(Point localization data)

= Beginning of Section =

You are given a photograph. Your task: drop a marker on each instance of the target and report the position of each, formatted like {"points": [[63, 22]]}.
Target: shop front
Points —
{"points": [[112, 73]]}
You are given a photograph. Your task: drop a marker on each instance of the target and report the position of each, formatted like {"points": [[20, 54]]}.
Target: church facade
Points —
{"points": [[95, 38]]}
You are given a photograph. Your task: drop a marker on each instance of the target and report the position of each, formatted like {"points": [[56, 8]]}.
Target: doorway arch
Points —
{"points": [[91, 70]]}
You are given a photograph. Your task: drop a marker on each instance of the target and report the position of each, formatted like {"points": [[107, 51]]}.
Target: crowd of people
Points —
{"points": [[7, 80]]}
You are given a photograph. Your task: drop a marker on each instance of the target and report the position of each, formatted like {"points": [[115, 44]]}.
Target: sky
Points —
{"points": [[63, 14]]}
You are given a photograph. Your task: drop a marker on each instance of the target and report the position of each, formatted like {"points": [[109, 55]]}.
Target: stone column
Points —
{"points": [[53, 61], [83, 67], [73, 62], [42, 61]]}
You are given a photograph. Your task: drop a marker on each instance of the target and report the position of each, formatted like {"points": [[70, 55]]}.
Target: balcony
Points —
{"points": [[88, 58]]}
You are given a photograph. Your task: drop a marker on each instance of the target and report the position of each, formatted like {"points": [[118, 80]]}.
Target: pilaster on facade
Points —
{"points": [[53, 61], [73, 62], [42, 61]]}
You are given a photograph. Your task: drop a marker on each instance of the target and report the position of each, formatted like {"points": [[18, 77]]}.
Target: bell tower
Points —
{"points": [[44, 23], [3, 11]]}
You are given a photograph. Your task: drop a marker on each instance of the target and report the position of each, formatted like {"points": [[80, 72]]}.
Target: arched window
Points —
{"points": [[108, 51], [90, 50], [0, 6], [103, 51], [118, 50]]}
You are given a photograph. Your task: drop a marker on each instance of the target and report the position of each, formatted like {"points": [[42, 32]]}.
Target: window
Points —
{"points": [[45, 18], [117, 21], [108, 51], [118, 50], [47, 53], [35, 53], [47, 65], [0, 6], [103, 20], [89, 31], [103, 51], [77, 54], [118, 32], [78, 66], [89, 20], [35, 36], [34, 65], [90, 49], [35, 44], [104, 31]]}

= End of Section =

### ACTIVITY
Each line carrying the string "facade" should be copied out from the entries.

### RESULT OF THE EXERCISE
Target: church facade
Target: pilaster on facade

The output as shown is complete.